- [EXERCISE DIRECTIONS]:
Go through the data below. List every line that holds the word "target".

Recorded data
BEGIN

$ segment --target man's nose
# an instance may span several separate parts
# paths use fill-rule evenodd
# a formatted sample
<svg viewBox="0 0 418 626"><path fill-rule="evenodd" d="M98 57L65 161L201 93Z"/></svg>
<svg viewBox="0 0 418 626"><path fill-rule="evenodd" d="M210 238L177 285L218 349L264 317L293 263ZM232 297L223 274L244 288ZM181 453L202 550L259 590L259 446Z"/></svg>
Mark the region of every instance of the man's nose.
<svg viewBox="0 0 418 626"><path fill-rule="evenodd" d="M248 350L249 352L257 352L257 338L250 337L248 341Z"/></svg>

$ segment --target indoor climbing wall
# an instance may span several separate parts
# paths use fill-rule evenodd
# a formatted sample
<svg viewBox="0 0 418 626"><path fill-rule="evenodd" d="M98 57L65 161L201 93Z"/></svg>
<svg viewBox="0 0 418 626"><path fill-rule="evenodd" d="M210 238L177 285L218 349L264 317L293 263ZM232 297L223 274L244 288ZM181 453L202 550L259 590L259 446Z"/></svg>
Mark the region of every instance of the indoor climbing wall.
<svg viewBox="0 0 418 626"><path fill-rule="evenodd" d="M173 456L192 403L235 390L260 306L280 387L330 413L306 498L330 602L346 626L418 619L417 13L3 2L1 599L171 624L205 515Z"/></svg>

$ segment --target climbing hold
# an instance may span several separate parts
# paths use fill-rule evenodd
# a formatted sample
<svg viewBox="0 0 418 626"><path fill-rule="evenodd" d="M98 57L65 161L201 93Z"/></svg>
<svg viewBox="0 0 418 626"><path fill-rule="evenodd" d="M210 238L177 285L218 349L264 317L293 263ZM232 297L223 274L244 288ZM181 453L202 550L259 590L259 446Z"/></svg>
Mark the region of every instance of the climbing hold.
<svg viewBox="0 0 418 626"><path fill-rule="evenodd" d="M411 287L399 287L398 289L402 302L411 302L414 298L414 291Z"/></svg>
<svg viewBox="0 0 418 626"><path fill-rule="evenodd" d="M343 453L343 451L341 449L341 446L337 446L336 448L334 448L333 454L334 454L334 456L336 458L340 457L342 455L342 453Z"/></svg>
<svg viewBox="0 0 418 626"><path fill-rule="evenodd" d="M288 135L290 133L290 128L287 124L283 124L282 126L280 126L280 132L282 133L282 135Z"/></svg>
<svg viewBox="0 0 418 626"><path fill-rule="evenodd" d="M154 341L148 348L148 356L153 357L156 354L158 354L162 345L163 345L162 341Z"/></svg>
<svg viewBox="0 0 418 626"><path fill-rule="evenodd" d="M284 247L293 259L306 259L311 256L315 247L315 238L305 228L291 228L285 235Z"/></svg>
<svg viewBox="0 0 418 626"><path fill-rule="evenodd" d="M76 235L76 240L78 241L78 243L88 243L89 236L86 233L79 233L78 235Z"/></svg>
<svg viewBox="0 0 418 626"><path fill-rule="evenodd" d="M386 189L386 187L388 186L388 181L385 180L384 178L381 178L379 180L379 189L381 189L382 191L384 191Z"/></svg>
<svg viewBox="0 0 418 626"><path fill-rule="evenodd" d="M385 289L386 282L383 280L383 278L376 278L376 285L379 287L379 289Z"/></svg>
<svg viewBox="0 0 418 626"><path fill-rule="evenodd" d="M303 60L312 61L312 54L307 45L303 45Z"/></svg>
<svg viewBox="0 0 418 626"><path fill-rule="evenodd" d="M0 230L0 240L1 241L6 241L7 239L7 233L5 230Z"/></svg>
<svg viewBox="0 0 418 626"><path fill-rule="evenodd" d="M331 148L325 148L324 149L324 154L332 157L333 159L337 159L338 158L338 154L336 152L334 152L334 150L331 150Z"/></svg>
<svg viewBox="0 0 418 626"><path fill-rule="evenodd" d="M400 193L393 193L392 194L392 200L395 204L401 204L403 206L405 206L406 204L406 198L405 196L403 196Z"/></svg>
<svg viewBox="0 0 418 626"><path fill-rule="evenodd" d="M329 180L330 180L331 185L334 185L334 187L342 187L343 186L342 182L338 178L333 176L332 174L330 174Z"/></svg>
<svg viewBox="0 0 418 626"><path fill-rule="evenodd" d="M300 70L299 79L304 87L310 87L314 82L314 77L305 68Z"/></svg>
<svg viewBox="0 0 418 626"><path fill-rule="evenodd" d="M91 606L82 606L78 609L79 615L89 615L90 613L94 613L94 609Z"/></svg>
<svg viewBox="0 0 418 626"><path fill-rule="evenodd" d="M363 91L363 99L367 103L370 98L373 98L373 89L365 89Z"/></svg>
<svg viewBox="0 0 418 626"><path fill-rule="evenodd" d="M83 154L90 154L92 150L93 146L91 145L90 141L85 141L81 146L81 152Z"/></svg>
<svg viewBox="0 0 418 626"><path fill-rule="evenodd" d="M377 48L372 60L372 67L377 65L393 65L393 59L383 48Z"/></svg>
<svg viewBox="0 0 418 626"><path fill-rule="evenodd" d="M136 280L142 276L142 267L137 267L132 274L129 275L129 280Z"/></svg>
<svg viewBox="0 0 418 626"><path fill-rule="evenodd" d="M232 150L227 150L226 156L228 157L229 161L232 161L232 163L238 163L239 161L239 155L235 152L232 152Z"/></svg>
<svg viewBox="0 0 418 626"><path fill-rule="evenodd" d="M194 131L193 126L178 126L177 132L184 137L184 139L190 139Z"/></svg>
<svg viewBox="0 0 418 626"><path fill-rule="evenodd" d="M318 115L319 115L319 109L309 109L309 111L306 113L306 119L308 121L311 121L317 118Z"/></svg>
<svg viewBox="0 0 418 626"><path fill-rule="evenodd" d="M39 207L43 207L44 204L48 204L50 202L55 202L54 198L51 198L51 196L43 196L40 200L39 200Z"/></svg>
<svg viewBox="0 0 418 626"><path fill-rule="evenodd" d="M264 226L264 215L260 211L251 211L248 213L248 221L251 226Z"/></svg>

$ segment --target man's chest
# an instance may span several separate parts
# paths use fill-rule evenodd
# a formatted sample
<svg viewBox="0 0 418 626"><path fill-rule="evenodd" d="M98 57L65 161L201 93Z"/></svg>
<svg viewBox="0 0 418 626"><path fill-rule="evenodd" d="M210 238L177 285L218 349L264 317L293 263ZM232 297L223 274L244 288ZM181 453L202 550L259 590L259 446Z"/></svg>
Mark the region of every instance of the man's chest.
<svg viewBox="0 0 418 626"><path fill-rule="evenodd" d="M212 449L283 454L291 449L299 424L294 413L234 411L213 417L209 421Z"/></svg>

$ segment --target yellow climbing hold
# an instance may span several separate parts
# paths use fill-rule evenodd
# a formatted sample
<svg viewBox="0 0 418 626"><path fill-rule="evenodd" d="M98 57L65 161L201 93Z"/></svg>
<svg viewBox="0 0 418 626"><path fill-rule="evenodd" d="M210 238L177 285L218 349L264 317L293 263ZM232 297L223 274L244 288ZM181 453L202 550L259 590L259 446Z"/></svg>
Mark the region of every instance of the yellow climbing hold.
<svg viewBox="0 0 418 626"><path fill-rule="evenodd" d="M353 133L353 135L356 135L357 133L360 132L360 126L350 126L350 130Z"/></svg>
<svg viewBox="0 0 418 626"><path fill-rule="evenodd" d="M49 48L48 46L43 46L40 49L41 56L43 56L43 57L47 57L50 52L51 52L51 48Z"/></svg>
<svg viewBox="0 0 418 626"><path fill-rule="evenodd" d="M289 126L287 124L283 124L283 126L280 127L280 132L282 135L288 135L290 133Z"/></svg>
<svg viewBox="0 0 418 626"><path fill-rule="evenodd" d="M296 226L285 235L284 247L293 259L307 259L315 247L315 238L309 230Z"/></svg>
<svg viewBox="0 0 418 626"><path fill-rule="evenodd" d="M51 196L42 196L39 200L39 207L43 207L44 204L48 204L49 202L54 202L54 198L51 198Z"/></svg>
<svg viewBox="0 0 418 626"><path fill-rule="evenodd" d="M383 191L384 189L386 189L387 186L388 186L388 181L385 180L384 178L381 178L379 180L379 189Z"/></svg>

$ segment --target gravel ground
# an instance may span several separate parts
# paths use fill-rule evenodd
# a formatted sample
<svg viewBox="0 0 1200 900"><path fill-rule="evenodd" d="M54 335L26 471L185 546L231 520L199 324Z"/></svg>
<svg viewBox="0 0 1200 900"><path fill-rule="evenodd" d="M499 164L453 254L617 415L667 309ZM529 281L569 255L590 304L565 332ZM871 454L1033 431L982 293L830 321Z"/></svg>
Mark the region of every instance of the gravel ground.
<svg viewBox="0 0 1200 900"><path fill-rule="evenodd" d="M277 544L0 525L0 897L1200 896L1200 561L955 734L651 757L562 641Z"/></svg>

END

- [REPLY TO THE TASK]:
$ segment --target man's nose
$ segment --target indoor climbing wall
$ segment --target climbing hold
$ segment --target man's chest
$ segment --target yellow climbing hold
$ segment --target gravel ground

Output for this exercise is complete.